— START Data shown —

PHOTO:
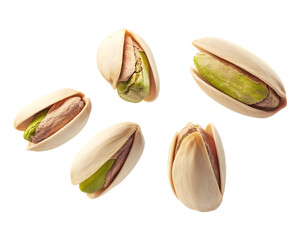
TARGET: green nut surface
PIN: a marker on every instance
(138, 86)
(97, 180)
(229, 80)
(35, 122)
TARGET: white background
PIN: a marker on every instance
(48, 45)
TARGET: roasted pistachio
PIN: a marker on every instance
(197, 168)
(107, 158)
(237, 78)
(53, 119)
(126, 62)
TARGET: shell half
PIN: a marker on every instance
(191, 175)
(245, 60)
(25, 116)
(110, 60)
(100, 149)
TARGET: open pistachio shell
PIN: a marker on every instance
(247, 61)
(101, 148)
(25, 116)
(191, 175)
(110, 60)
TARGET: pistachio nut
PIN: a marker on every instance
(196, 167)
(107, 158)
(237, 79)
(127, 63)
(53, 119)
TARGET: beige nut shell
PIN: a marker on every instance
(25, 116)
(110, 60)
(191, 175)
(245, 60)
(101, 148)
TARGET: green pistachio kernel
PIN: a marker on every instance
(138, 86)
(230, 80)
(35, 122)
(97, 180)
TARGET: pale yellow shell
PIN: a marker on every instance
(110, 59)
(245, 60)
(25, 116)
(191, 175)
(102, 147)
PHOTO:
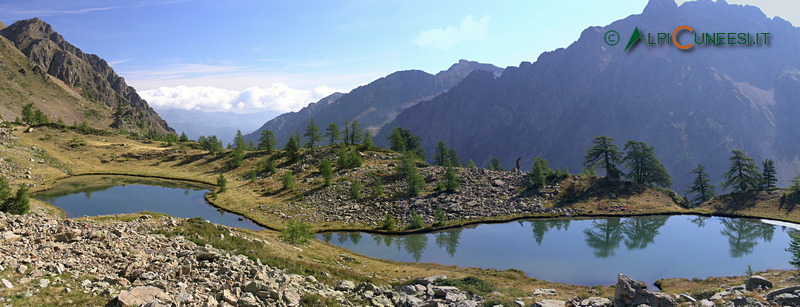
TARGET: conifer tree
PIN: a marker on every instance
(742, 175)
(333, 134)
(643, 165)
(267, 141)
(768, 174)
(701, 189)
(605, 153)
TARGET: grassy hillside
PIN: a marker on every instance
(22, 82)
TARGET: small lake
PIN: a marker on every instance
(592, 251)
(104, 195)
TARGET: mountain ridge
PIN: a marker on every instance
(668, 98)
(373, 104)
(88, 73)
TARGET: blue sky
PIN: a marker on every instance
(245, 56)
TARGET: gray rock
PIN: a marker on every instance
(546, 292)
(756, 282)
(254, 286)
(137, 296)
(596, 302)
(633, 293)
(746, 302)
(468, 303)
(786, 299)
(22, 269)
(247, 300)
(550, 303)
(345, 285)
(791, 290)
(430, 279)
(291, 297)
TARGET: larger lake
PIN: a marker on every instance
(102, 195)
(593, 251)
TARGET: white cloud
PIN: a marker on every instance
(444, 39)
(276, 97)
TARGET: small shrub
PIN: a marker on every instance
(377, 188)
(222, 183)
(252, 176)
(326, 169)
(297, 233)
(416, 221)
(355, 190)
(470, 284)
(388, 222)
(349, 158)
(440, 216)
(288, 181)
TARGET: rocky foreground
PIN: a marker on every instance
(130, 264)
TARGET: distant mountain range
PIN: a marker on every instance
(42, 68)
(692, 106)
(375, 104)
(222, 124)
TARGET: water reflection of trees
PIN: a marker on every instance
(415, 244)
(743, 235)
(604, 236)
(448, 240)
(642, 231)
(541, 227)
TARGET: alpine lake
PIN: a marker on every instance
(573, 251)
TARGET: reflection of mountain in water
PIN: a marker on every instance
(541, 227)
(642, 231)
(604, 236)
(91, 184)
(449, 241)
(743, 235)
(415, 244)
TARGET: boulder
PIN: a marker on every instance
(785, 297)
(549, 303)
(138, 296)
(429, 279)
(634, 293)
(596, 302)
(746, 302)
(345, 285)
(755, 283)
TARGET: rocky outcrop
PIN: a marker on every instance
(699, 105)
(483, 193)
(373, 105)
(629, 292)
(131, 266)
(757, 283)
(785, 297)
(93, 77)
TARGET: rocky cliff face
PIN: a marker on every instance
(87, 73)
(693, 107)
(374, 104)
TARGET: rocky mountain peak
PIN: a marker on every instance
(88, 74)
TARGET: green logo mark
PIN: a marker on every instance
(635, 37)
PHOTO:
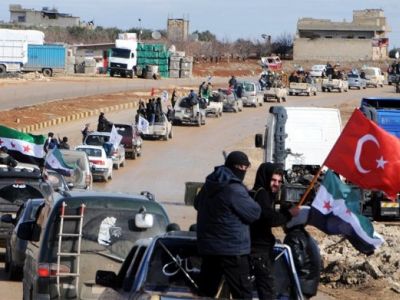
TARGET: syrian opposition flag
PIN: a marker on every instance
(367, 155)
(336, 211)
(55, 161)
(23, 147)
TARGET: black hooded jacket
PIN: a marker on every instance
(262, 239)
(224, 212)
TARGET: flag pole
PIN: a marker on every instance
(303, 198)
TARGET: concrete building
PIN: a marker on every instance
(177, 30)
(44, 18)
(364, 38)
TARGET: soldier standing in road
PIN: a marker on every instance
(224, 212)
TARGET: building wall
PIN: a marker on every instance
(178, 29)
(337, 50)
(36, 18)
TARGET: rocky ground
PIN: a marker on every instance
(346, 274)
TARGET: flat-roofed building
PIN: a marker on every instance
(364, 38)
(43, 18)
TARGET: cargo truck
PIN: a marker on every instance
(385, 112)
(47, 59)
(13, 54)
(299, 139)
(123, 57)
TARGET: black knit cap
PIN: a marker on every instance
(237, 158)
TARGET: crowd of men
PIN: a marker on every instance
(234, 232)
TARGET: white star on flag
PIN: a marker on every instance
(381, 163)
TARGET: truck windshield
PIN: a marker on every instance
(119, 52)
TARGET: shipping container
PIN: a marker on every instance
(48, 59)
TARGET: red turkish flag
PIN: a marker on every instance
(367, 155)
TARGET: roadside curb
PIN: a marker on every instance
(77, 116)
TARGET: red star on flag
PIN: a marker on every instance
(327, 205)
(27, 148)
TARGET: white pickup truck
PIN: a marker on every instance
(329, 85)
(302, 88)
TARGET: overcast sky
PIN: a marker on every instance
(228, 19)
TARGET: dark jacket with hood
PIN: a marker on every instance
(225, 211)
(307, 258)
(262, 239)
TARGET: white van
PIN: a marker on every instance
(299, 135)
(374, 76)
(299, 139)
(82, 176)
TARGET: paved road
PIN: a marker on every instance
(190, 156)
(29, 93)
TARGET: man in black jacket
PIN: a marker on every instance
(224, 212)
(267, 184)
(305, 251)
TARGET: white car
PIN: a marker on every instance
(97, 138)
(190, 111)
(161, 128)
(318, 70)
(101, 165)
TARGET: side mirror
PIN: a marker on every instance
(144, 220)
(29, 231)
(106, 279)
(259, 140)
(7, 218)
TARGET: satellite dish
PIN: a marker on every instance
(156, 35)
(194, 37)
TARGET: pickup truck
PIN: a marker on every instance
(168, 267)
(302, 88)
(162, 128)
(329, 85)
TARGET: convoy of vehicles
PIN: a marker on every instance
(303, 88)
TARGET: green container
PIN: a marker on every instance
(191, 190)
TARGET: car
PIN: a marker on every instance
(230, 102)
(190, 111)
(162, 128)
(17, 185)
(374, 76)
(101, 165)
(131, 140)
(355, 81)
(303, 88)
(251, 93)
(15, 248)
(318, 71)
(104, 225)
(82, 176)
(215, 106)
(117, 153)
(168, 267)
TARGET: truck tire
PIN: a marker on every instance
(47, 72)
(3, 69)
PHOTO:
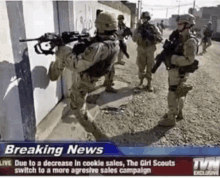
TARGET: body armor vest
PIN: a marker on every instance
(179, 50)
(102, 67)
(208, 32)
(149, 32)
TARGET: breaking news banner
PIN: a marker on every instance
(101, 158)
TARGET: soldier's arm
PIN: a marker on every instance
(157, 30)
(202, 32)
(190, 49)
(136, 36)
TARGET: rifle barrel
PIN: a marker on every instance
(24, 40)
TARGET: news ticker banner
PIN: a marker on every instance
(31, 158)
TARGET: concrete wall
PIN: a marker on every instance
(46, 93)
(218, 26)
(85, 14)
(26, 94)
(10, 121)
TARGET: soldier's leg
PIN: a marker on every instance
(109, 81)
(150, 63)
(181, 100)
(209, 42)
(173, 101)
(180, 109)
(141, 63)
(120, 57)
(204, 47)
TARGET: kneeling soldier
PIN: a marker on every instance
(95, 61)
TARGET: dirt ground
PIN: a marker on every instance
(136, 123)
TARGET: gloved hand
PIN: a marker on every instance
(183, 89)
(61, 54)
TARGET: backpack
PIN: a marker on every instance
(102, 67)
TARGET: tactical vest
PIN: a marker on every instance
(179, 50)
(152, 33)
(208, 32)
(102, 67)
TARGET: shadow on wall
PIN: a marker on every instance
(17, 113)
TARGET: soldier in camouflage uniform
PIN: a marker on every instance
(96, 61)
(206, 34)
(186, 50)
(121, 28)
(146, 36)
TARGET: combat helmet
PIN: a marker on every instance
(209, 22)
(189, 19)
(106, 22)
(121, 17)
(145, 15)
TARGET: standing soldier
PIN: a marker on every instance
(162, 26)
(121, 28)
(206, 34)
(186, 51)
(146, 35)
(96, 61)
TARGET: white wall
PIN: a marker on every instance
(10, 113)
(39, 19)
(85, 14)
(218, 26)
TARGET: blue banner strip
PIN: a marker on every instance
(175, 151)
(94, 149)
(59, 149)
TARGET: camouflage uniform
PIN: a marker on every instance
(145, 50)
(121, 28)
(96, 61)
(186, 50)
(206, 34)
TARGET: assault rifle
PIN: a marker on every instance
(56, 40)
(145, 33)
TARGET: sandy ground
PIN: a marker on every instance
(136, 123)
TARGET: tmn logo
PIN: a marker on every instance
(206, 166)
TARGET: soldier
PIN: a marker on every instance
(186, 50)
(162, 26)
(146, 35)
(121, 28)
(96, 61)
(206, 34)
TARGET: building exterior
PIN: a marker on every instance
(172, 21)
(134, 13)
(206, 14)
(27, 96)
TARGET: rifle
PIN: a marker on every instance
(127, 32)
(56, 40)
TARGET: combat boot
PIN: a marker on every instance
(167, 121)
(110, 89)
(121, 62)
(106, 83)
(149, 86)
(180, 115)
(141, 81)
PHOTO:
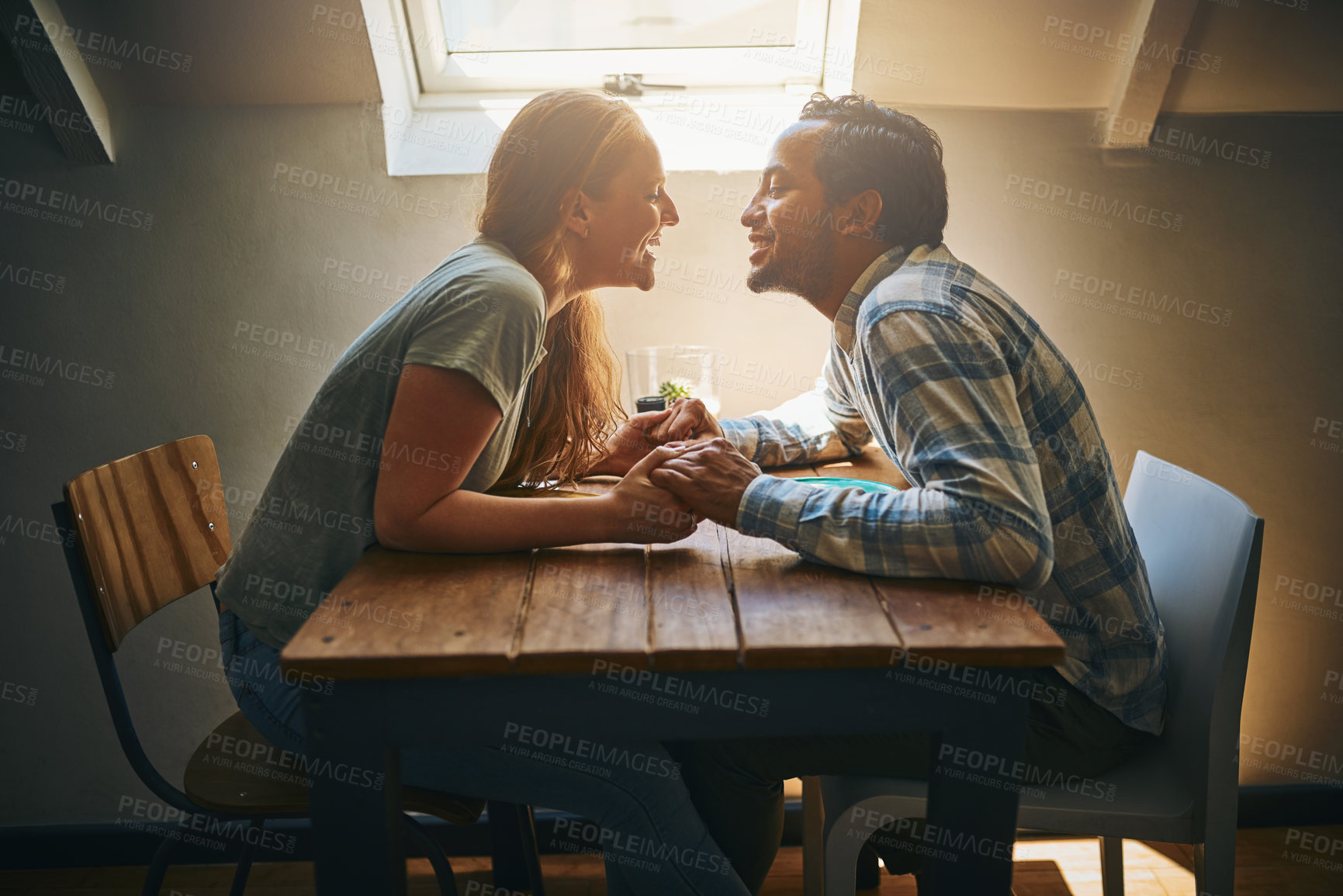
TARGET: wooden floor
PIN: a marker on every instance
(1265, 866)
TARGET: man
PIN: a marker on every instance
(1010, 479)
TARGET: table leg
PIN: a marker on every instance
(971, 802)
(356, 794)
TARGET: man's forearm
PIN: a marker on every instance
(773, 440)
(913, 534)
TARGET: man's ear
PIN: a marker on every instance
(574, 211)
(860, 215)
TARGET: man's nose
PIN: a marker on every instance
(753, 214)
(670, 218)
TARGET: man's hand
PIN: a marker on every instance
(628, 444)
(711, 477)
(688, 420)
(642, 512)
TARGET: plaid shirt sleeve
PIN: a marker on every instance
(821, 425)
(978, 508)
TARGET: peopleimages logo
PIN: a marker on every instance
(60, 200)
(1088, 202)
(95, 47)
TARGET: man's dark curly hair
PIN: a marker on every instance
(872, 147)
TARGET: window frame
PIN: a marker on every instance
(427, 132)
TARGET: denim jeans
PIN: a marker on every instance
(644, 824)
(738, 785)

— END Data shown —

— What needs to be done —
Rewrite everything from the line containing "TARGET: man's dark curly hair" through the end of the rows, swapping "denim jeans" for "blue jeans" and leaving all else unchanged.

— The completed task —
TARGET: man's dark curly hair
PIN: a marker on every instance
(872, 147)
TARGET: window frame
PIN: a marker on every instance
(427, 132)
TARGET: blue jeans
PIN: a marker on every instance
(644, 824)
(738, 785)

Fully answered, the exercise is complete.